* Begin RECORDS SHOWN *

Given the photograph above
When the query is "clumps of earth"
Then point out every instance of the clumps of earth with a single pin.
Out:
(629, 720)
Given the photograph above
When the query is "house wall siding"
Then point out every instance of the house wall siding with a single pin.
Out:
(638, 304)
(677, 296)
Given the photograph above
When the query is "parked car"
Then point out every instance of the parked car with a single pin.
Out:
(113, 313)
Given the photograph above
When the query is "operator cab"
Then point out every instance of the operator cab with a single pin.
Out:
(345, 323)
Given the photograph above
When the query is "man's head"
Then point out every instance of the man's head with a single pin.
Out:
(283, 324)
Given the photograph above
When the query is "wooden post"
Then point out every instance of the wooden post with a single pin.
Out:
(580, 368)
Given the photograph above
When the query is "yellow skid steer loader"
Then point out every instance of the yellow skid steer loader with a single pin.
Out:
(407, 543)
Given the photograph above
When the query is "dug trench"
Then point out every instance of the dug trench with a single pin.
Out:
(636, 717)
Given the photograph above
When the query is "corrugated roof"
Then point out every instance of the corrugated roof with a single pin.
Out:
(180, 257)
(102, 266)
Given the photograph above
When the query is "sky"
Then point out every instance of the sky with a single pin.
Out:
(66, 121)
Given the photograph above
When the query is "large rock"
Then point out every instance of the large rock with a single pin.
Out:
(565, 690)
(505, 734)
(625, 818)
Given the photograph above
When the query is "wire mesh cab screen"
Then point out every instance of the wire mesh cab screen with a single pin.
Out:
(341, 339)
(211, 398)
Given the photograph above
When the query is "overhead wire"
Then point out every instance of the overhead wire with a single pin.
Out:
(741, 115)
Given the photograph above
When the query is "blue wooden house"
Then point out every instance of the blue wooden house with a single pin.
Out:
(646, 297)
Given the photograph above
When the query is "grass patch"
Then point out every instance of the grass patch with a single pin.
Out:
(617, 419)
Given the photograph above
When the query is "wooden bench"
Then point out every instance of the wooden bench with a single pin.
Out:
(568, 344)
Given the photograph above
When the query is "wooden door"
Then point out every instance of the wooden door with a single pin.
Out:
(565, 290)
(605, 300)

* End RECORDS SHOWN *

● WORK TO DO:
Please gather each line from the rows above that contains the string "grass" and copy it out in full.

● ANSWER TO THIS TASK:
When the query is "grass patch"
Then point out every instance of the grass patch with a single pin.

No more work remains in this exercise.